### O QUE FAZER:
Repita sem nenhuma alteração tudo o que vai de "É com certa" até "si só, apaixonante." na crítica de cinema.

### TRECHO SELECIONADO:
Crítica

É com certa esperteza que Além do Arco-Íris chega aos cinemas às vésperas do dia dos namorados. Dirigido por Agnés Jaoui, que também atua no longa, o filme é feito sob medida para encantar pombinhos apaixonados. Curiosamente, não é, por si só, apaixonante.

A ideia parecia ser criar uma espécie de rapsódia moderna de contos de fada. Logo na primeira sequência conhecemos Laura (Agathe Bonitzer, meio engessada), a ‘princesa’. Ela tem um sonho recorrente no qual encontra um príncipe encantado, apontado por um anjo. Assim, se apaixona imediatamente por Sandro (Arthur Dupont, lindíssimo) quando o vê num baile (o "Baile do Príncipe") logo abaixo da estátua de um anjo. Paralelamente, sua mãe (Agnés Jaoui), meio hiponga, começa a ter aulas de direção com o pai de Sandro (Jean-Pierre Bacri, melhor atuação do filme), que mora com sua namorada e enteadas hiperativas. Outra subtrama transcorre na família de Laura: seu pai (Didier Sandre) é um industrial, casado com uma madrasta obcecada pela própria aparência (Beatrice Rosen).

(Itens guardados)
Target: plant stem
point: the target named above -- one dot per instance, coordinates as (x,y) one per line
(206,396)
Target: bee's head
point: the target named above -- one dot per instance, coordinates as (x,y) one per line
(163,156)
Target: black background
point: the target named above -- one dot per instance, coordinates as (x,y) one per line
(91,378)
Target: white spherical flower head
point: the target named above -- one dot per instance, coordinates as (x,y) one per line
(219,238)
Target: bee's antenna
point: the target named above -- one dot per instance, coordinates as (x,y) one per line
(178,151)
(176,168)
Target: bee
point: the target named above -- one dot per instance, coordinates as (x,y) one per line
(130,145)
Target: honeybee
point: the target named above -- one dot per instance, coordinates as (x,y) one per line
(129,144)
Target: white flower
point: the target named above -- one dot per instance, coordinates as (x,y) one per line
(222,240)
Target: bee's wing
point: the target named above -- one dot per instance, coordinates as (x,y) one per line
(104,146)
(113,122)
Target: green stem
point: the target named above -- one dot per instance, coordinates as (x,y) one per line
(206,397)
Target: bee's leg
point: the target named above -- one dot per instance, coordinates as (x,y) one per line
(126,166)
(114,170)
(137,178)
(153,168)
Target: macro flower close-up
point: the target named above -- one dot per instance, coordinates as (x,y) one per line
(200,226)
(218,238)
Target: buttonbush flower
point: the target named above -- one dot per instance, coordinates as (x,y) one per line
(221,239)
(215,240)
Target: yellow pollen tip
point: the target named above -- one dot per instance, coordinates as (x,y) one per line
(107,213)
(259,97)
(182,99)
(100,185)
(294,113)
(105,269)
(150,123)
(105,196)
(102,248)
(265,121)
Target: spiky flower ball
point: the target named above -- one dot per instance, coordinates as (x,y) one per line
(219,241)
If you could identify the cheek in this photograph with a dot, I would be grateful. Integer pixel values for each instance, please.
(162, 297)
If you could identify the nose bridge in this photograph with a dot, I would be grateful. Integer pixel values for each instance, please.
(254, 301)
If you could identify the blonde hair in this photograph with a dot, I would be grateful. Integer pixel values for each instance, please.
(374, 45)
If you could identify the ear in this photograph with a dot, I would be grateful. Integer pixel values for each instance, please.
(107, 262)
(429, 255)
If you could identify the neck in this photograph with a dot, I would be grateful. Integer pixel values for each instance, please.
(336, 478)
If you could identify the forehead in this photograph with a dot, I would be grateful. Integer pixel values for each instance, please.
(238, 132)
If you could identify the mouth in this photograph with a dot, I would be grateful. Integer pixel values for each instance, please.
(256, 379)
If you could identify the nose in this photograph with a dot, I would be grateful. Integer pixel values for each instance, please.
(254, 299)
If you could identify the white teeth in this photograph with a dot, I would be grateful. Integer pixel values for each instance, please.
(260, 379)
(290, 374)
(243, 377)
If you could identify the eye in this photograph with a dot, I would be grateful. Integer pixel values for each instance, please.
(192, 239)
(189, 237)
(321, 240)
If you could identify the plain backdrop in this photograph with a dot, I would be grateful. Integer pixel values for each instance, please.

### O RESULTADO:
É com certa esperteza que Além do Arco-Íris chega aos cinemas às vésperas do dia dos namorados. Dirigido por Agnés Jaoui, que também atua no longa, o filme é feito sob medida para encantar pombinhos apaixonados. Curiosamente, não é, por si só, apaixonante.